<<<<

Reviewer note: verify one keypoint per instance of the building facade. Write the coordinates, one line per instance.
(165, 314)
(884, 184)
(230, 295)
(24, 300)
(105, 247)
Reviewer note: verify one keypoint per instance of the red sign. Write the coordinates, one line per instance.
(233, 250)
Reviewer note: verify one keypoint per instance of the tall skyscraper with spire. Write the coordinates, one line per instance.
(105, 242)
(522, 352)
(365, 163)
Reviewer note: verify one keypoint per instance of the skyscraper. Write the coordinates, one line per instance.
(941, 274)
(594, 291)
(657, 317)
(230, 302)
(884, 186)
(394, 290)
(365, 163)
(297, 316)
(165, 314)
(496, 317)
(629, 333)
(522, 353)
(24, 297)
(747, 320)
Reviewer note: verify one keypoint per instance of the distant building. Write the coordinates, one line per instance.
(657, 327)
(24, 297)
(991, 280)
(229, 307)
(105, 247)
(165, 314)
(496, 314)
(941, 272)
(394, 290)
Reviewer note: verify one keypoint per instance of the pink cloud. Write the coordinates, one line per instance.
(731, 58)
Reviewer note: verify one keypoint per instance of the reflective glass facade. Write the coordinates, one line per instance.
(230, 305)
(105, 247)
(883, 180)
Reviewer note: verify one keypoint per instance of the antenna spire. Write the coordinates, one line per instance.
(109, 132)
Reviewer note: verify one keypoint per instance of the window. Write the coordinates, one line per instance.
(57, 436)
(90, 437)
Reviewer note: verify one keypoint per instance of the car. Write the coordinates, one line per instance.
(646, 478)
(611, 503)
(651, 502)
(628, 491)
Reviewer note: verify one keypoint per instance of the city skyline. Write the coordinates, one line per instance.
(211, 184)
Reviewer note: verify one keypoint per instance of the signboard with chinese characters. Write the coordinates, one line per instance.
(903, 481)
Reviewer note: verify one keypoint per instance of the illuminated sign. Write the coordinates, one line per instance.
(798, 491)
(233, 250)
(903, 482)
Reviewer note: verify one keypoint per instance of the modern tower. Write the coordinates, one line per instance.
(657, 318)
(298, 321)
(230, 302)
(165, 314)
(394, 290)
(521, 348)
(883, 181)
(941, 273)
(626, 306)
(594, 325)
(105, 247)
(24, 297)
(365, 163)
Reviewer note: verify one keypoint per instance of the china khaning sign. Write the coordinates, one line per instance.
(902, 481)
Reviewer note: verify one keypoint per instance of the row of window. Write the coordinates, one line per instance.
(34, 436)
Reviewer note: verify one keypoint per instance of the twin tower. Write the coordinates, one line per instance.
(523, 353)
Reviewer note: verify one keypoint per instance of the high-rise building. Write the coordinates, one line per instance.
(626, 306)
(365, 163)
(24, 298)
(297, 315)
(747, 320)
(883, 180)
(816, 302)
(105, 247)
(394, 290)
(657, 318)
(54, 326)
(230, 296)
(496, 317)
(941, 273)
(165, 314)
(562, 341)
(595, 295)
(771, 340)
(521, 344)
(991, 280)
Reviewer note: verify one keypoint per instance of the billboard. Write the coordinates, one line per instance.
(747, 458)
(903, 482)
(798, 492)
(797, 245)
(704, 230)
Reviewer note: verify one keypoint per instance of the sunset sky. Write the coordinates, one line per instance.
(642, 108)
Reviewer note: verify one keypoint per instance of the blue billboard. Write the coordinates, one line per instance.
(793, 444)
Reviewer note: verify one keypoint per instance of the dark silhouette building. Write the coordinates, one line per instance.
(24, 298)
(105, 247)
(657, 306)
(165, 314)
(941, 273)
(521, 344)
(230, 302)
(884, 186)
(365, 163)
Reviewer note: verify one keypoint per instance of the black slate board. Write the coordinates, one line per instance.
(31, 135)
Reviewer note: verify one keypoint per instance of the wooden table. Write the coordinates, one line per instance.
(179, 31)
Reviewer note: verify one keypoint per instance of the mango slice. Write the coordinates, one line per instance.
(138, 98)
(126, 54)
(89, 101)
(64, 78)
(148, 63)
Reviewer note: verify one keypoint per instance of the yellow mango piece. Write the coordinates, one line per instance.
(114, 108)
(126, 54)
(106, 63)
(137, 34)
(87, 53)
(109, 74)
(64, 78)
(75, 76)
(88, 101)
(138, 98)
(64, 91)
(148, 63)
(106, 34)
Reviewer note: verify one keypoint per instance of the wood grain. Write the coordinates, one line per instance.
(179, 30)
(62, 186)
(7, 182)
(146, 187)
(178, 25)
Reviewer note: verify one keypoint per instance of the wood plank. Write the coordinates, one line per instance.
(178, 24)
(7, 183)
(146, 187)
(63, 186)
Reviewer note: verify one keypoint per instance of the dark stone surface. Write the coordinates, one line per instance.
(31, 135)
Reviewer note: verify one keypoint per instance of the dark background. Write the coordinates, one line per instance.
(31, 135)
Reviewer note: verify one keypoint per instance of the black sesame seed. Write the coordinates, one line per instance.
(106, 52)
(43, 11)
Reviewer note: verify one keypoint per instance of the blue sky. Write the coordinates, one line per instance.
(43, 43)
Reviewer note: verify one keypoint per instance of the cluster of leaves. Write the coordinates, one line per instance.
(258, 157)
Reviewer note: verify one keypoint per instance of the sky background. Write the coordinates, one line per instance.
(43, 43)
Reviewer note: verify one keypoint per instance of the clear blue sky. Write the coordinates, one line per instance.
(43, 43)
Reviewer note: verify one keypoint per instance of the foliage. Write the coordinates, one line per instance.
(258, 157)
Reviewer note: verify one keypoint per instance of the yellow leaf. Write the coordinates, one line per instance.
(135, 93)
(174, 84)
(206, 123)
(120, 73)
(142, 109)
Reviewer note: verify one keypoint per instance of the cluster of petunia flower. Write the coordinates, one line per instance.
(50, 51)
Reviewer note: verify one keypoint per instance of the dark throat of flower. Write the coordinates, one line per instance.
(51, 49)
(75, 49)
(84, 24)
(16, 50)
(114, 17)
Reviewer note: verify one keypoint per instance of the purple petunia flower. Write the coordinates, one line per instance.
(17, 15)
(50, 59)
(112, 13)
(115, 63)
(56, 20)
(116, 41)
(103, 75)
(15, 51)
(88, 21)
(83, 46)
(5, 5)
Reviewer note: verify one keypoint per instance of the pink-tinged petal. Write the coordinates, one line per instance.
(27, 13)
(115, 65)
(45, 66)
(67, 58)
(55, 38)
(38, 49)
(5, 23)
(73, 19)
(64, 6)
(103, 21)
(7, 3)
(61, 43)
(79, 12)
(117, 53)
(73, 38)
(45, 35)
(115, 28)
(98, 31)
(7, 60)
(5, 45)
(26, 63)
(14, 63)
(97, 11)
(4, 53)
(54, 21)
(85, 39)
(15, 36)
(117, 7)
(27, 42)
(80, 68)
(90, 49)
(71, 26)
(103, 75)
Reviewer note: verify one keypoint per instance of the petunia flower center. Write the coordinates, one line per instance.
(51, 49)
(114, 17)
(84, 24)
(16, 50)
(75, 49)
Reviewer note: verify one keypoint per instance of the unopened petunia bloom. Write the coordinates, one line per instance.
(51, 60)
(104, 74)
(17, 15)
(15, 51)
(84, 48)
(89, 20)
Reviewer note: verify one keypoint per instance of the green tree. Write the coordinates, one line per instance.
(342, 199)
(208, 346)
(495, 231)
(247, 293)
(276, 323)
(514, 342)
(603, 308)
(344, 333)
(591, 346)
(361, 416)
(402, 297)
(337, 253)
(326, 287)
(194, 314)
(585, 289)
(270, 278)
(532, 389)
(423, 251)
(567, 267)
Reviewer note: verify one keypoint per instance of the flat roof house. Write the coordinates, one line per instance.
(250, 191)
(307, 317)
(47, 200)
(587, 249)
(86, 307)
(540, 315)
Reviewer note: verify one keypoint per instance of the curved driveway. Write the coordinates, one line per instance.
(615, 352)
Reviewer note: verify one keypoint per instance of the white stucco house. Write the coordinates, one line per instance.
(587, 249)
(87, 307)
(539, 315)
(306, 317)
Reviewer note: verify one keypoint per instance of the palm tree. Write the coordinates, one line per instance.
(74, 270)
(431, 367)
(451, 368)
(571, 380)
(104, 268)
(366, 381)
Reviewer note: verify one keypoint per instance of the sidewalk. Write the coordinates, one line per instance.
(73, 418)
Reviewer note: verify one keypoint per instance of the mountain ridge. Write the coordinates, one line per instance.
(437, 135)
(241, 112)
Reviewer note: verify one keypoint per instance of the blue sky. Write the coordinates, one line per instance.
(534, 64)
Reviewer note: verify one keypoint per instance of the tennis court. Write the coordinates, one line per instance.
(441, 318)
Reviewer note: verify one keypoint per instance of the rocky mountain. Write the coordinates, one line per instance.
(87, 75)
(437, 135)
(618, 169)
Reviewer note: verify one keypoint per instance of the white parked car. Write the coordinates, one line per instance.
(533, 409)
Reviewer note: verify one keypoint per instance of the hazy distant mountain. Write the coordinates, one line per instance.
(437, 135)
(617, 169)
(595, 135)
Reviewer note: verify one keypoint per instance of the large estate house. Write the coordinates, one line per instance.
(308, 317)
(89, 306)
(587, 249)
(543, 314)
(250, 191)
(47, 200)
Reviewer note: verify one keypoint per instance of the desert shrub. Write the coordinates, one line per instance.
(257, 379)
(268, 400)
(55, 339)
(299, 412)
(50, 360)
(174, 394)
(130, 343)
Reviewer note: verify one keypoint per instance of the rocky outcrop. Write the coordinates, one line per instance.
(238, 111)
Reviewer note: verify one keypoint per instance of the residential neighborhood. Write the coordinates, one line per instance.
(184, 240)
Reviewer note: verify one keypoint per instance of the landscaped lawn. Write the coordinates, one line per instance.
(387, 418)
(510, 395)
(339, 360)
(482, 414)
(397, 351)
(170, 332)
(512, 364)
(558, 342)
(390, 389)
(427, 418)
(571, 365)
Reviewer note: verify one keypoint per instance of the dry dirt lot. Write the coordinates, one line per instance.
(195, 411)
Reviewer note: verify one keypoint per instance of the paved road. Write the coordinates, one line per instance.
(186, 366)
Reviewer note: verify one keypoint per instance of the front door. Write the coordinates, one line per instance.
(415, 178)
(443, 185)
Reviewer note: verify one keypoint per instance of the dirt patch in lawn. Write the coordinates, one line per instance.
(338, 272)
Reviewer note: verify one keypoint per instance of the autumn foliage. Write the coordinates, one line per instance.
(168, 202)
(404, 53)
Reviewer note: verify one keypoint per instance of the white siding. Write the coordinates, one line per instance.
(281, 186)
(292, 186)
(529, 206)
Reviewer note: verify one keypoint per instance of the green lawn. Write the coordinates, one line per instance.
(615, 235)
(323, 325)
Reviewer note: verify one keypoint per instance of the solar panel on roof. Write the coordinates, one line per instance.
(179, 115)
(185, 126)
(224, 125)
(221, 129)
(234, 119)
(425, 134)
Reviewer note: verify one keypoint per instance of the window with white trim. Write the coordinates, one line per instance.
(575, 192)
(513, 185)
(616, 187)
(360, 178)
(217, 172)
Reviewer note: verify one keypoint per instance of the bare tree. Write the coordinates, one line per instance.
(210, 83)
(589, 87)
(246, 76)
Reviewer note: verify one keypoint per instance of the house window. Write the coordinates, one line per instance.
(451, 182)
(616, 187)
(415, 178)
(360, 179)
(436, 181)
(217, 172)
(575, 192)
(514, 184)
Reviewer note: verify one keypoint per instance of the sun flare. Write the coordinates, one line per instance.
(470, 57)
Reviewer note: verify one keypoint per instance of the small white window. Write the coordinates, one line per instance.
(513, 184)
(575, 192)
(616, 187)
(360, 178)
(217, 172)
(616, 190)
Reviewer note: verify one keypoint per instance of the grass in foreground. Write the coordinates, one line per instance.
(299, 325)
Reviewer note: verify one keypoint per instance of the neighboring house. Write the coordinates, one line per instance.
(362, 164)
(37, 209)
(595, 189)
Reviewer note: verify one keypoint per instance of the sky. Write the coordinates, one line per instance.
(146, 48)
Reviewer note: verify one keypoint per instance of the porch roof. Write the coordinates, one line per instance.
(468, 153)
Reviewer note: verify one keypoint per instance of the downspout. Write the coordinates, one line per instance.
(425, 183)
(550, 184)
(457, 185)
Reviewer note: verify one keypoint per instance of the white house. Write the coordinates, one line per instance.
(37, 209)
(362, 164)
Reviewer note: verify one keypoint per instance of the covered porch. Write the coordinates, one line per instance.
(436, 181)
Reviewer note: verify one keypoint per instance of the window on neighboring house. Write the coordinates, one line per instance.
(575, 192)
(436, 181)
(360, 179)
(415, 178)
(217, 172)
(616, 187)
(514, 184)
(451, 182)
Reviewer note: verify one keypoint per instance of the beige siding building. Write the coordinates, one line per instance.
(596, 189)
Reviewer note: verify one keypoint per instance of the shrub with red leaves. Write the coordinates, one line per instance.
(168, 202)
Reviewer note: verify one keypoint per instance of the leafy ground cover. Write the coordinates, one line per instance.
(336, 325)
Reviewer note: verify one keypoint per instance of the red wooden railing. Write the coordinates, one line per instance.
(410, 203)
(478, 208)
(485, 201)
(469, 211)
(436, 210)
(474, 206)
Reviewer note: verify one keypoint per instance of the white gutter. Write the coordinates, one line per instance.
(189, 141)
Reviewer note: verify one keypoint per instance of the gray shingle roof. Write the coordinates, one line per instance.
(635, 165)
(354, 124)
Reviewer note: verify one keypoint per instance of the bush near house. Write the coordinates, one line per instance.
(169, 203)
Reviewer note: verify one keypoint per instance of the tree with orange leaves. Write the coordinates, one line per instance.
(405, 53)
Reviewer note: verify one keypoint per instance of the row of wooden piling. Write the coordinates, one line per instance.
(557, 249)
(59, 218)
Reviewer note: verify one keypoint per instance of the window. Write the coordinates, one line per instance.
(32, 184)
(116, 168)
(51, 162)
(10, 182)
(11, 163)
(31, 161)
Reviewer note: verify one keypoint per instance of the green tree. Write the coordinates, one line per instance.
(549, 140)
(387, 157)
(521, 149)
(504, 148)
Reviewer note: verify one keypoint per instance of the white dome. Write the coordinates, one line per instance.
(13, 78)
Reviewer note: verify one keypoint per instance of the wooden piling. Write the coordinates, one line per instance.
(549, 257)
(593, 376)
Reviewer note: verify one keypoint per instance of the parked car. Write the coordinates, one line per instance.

>>>>

▸ YOUR INSTRUCTIONS:
Shift every coordinate value up by 66, restating the rows from the one containing "Reviewer note: verify one keypoint per instance of the bush" through the final row, request lines included and unchanged.

▸ EXPECTED ANSWER:
Reviewer note: verify one keypoint per instance of the bush near house. Write the coordinates, one line per instance.
(235, 269)
Reviewer note: verify one keypoint per instance of the tree with orange leaves. Write the coordinates, one line per instance.
(471, 119)
Reviewer note: verify one keypoint per instance of the row of wooden piling. Write the coordinates, one line per instance.
(623, 315)
(125, 284)
Reviewer note: verify one keypoint per instance of the window. Write the coordinates, one line per instance.
(98, 250)
(182, 234)
(117, 228)
(76, 248)
(77, 229)
(97, 227)
Reviewer note: verify one keypoint per instance of the green tree. Write the coordinates, one line per instance.
(615, 206)
(453, 223)
(587, 215)
(570, 214)
Reviewer note: verify one keypoint per instance of the white dome. Write the coordinates, one line per instance.
(79, 144)
Reviewer note: verify one keypoint per instance of the wooden piling. Write the coordinates, one line per instance.
(615, 323)
(659, 442)
Reviewer note: verify one keypoint per instance of the parked car. Write the coordinates, one line per instance.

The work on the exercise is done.